QUOTED TEXT:
========================

I don't see any issues major enough to justify you waffling out of your end of a contract. They didn't give you a bonus, you didn't get paid time off when they were away, but you get paid holidays, a raise SOONER than they had originally agreed to, (although she will no longer include sick days in your contract,) you are getting full pay for doing PT work while they are gone. It sounds like you have some flexibility in your hours, and don't run into major issues when you need a sick day, although from now on sick days will be unpaid. This sounds about average for most jobs I've worked at and many jobs in other industries. The only thing I think you would be justiied in absolutely demanding is gas reimbursement for driving the kids and a car maintenance budget, if you are driving them in your own car. YOUR commute to work and back is never your employer's problem, assuming you knew where they lived when you accepted the job.

Am I understanding correctly that your contract was just re-negotiated to include a raise and some other changes as well? I'd say you'de be fairly unreasonable to break your contract essentially because you are unhappy at no longer getting sick days paid, and if you were my employee, I'd give you a strictly neutral reference and mention that you had failed to fulfill your commitment in staying on.

cali mom said...

Seems I am in the minority here, but: Emily said, "I'm sure her job isn't docking her pay because she's on vacation."

Um, if you seriously believe that most corporate employers in the US provide 6 weeks or more of paid vacation time to their employees, you are very mistaken. Usually first year gves 5 days, 2nd year gives 10 days, 3rd year 15 days etc, up to a maximum of 4 weeks and it sounds like they have travelled much more than 4 weeks in a year already, so I wouldn't bet on your statement being correct.

OP, are you paid salary or hourly? This makes all the difference in whether YOU get paid because THEY go on vacation. I've had hourly jobs at companies that shut down for 2 weeks between Christmas and New Year and hourly employees did NOT get paid, salaried employees did. I think you should take into account what HER employer gives HER before you quit. The argumenht that because they can afford a nanny, they obviously have money to burn, is useless. For all you know, she gets 2 weeks paid vacation and they are losing income whenever they travel. I just think a lot of posts here imagine that nanny jobs are entitled to all the perkls that Fortune 500 CEO's get, and seem to think everyone BUT nannies get these perks, and it just ain't so.

========================

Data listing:
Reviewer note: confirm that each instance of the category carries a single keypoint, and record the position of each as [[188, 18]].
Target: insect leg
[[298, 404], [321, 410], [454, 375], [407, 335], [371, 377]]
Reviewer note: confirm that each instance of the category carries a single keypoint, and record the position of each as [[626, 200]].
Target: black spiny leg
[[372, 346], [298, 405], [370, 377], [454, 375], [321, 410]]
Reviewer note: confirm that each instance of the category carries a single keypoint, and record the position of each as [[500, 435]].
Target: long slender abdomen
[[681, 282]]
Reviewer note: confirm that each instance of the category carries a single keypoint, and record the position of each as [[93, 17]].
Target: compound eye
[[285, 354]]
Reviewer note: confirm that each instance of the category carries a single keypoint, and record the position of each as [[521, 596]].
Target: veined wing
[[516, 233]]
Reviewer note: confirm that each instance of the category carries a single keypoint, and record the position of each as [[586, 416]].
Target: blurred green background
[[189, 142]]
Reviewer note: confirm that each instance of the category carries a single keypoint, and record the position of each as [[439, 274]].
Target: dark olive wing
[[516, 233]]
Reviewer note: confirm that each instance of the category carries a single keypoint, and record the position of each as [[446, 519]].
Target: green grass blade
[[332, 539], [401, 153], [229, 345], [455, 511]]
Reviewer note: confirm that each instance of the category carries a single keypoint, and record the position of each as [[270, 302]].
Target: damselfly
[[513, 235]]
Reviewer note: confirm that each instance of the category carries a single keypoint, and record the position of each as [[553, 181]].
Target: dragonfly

========================

WHAT TO DO:
1) In the nanny contract comments, what does the first commenter say the nanny would be justified in demanding?
2) Write out the part of the nanny contract comments that begins with the words containing "Seems I am in" and ends with "statement being correct.".

ANSWERS FOR THIS EXERCISE:
1) Gas reimbursement for driving the kids and a car maintenance budget, if the kids are driven in the nanny's own car.

2)
Seems I am in the minority here, but: Emily said, "I'm sure her job isn't docking her pay because she's on vacation."

Um, if you seriously believe that most corporate employers in the US provide 6 weeks or more of paid vacation time to their employees, you are very mistaken. Usually first year gves 5 days, 2nd year gives 10 days, 3rd year 15 days etc, up to a maximum of 4 weeks and it sounds like they have travelled much more than 4 weeks in a year already, so I wouldn't bet on your statement being correct.